SELECTED PASSAGE:
[BEGIN]

I am not disagreeing with the two points that you suggest. The partial end-to-end support was suggested but did not get the flang community approval. I believe the difficulty included finding small patches which implement end to end functionality that can be upstreamed. For e.g. when i tried to upstream the parse-tree to FIR lowering (https://reviews.llvm.org/D79731) of an empty subroutine in May last year it was a huge patch and there was not much support for it.

(Note that at the FIR layer and lowering to LLVM IR the agreed approach is to upstream pass by pass).

I'm not especially familiar with MLIR or Flang to properly parse this statement - could you rephrase/add more detail?

I was just highlighting the difference in approach of upstreaming the parse tree -> MLIR lowering and the MLIR -> MLIR transformations/MLIR -> LLVM IR lowering.
There is a lot of support code required for the former (parse tree -> MLIR) due to the big difference in representation of the parse-tree and MLIR. And all this support code is written from scratch.
In the case of MLIR transformations or lowering to LLVM IR a lot of support code already exists in llvm-project and hence for these cases we can upstream in the traditional way and it is the agreed approach for upstreaming. This would be like upstreaming the lowering of each MLIR operation or upstreaming each pass which does a transformation on MLIR.

In D99967#2688269, @kiranchandramohan wrote:

In D99967#2688121, @dblaikie wrote:

In D99967#2688105, @kiranchandramohan wrote:

Though the description mentions that the functions are all tested - yet it looks like this patch adds a new function/overload without any callers, so how is it tested?

Apologies for the misunderstanding here. What i meant is that the function that is ultimately called (fir::NameUniquer::doType) is already tested and this is a wrapper around that function. I will check today if I can add a unit
test for this function (assuming that is the recommendation here).

Hmm - well, then there's the question of: What's the purpose of the new function? We don't usually add new code without usage (& then test the new code via that usage). But there are some times when it's suitable to implement new code with nothing but a unit test for coverage - usually only if that code is intended for API usage by clients outside the LLVM project.

What's the purpose/intended usage of this new code?

Names have to be unique at the FIR (MLIR IR for Flang) layer. So the usage of name mangling is when we lower from the parse-tree of Flang to FIR. The bridge code which does this lowering has not yet landed in llvm-project/flang. The approach for upstreaming this portion is to bring in all the support functions and classes and then introduce the bridge code and show the lowering and testing for each Fortran construct.

That presents a challenge for testing - usually we'd implement partial support for a feature more end-to-end (ie: make it "work" but without all the functionality) then as functionality is added incrementally, so is corresponding testing.

But adding lots of implementation code that's basically "dead" until the final patches wire it up makes it hard to tell which parts are tested - it'll need to be significantly unit tested & be a bit out of sync with the way the rest of LLVM is authored and tested.

I am not disagreeing with the two points that you suggest. The partial end-to-end support was suggested but did not get the flang community approval.

[END]

GIVEN RECORDS:
[BEGIN]

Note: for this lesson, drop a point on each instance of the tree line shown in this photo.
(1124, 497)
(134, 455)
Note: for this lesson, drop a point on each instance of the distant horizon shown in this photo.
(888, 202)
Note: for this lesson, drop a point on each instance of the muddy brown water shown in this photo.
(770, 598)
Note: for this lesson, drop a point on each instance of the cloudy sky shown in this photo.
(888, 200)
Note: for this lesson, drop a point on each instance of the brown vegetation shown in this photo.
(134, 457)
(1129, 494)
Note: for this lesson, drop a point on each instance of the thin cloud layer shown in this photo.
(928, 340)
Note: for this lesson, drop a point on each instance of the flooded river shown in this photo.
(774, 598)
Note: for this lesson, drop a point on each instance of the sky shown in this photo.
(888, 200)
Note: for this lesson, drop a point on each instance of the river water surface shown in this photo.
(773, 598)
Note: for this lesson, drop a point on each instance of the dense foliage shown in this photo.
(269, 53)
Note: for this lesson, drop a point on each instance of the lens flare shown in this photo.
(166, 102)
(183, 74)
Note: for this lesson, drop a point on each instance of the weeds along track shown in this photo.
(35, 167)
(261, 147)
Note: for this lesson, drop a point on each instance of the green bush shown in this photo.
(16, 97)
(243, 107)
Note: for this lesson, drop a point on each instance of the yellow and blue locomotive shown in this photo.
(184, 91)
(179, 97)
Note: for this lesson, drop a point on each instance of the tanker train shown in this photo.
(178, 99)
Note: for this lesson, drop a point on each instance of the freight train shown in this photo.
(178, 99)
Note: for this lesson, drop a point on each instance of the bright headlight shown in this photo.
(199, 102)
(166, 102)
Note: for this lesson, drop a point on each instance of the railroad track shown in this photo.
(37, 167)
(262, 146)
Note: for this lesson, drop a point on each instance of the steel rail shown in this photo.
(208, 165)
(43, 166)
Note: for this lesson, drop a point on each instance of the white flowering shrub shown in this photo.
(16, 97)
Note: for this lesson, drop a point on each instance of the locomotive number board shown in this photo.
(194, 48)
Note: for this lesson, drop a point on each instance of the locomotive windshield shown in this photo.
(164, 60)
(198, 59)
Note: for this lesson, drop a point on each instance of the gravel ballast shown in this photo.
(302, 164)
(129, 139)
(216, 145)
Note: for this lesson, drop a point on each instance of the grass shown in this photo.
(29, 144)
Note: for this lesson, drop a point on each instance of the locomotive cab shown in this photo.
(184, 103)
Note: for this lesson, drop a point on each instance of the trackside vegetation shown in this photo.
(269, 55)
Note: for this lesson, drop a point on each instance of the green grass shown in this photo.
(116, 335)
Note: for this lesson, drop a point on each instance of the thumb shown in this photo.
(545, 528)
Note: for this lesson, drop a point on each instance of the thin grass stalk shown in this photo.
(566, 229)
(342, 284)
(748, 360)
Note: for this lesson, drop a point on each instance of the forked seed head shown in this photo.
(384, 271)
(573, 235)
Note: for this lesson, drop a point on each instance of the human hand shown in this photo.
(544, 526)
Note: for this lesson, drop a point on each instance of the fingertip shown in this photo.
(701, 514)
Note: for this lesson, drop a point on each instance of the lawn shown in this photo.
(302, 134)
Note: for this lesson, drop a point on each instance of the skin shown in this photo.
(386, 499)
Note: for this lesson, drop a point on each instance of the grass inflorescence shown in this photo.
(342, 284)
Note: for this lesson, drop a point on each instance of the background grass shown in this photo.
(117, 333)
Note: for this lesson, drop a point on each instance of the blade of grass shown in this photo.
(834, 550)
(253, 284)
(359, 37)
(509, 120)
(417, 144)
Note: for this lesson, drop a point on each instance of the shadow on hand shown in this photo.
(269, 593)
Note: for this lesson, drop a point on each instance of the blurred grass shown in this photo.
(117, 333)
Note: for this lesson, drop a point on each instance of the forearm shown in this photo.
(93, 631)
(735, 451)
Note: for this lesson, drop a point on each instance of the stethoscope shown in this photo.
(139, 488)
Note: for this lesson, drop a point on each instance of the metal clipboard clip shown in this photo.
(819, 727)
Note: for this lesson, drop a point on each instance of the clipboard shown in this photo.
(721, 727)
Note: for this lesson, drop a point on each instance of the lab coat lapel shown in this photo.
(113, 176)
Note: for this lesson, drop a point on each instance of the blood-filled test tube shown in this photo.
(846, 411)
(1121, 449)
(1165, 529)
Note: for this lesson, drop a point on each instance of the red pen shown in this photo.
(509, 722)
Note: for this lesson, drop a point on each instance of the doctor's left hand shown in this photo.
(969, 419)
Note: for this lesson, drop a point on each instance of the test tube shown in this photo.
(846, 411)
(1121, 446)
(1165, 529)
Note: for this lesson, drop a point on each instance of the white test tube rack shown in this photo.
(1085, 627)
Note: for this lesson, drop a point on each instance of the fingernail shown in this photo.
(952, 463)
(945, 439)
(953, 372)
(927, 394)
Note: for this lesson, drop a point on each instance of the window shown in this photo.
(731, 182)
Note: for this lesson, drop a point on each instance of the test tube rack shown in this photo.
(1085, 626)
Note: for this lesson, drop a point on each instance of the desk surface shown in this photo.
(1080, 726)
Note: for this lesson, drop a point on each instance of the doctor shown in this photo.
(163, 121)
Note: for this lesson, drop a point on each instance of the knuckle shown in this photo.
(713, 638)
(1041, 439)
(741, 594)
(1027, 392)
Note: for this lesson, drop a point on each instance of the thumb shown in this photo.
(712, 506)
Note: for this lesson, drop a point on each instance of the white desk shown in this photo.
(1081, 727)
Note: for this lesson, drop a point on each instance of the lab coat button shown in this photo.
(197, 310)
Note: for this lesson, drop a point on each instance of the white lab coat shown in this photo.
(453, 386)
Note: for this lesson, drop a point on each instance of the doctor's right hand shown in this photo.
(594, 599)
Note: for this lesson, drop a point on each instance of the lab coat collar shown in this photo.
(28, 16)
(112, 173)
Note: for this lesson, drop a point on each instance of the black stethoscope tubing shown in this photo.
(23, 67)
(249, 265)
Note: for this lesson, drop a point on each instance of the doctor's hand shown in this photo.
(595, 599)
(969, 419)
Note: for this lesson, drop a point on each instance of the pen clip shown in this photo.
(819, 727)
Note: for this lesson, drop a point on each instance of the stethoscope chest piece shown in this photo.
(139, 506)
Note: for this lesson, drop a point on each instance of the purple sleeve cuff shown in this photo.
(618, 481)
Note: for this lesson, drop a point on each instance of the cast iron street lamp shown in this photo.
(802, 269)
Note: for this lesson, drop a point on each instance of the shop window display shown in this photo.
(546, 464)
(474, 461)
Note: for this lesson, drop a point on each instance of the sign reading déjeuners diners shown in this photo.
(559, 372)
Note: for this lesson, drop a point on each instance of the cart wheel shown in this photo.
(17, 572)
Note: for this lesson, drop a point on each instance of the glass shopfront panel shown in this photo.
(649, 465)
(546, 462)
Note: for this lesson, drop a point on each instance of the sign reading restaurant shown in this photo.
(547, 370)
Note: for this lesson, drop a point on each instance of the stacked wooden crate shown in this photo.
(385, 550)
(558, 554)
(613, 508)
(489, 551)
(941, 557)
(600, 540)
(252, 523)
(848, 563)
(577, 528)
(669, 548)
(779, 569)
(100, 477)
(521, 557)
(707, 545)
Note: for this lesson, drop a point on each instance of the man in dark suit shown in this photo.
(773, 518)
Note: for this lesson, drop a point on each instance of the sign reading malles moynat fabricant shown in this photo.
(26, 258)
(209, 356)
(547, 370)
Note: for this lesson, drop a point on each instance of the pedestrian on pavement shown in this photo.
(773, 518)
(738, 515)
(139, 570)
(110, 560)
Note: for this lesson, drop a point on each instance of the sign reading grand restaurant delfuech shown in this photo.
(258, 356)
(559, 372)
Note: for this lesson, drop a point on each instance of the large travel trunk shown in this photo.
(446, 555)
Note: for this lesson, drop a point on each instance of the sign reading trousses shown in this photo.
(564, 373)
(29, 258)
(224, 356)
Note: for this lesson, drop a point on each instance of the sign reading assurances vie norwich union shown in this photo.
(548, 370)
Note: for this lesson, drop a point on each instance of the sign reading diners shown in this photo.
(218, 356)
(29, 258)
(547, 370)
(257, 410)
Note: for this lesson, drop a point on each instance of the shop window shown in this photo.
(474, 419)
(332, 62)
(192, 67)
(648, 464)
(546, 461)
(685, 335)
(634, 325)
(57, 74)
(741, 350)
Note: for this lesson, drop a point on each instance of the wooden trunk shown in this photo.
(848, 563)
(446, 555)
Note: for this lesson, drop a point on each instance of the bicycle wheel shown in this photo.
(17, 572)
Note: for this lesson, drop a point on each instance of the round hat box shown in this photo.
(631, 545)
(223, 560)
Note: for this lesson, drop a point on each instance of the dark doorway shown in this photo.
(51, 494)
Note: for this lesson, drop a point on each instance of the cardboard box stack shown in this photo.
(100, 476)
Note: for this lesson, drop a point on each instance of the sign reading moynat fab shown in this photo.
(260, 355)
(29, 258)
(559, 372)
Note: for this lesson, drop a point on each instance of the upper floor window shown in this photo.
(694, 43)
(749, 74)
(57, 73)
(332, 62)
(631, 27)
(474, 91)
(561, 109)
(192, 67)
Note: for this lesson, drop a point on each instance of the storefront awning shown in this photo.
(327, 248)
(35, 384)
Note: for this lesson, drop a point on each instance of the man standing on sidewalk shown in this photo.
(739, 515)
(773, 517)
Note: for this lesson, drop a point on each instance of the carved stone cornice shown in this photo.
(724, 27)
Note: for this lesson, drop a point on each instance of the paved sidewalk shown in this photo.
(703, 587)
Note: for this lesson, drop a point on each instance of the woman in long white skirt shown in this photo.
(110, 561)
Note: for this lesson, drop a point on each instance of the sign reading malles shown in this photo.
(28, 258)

[END]

Transcribe the flang upstreaming discussion word for word, starting at the words "I was just highlighting" and stopping after "transformation on MLIR.".

TASK ANSWER:
I was just highlighting the difference in approach of upstreaming the parse tree -> MLIR lowering and the MLIR -> MLIR transformations/MLIR -> LLVM IR lowering.
There is a lot of support code required for the former (parse tree -> MLIR) due to the big difference in representation of the parse-tree and MLIR. And all this support code is written from scratch.
In the case of MLIR transformations or lowering to LLVM IR a lot of support code already exists in llvm-project and hence for these cases we can upstream in the traditional way and it is the agreed approach for upstreaming. This would be like upstreaming the lowering of each MLIR operation or upstreaming each pass which does a transformation on MLIR.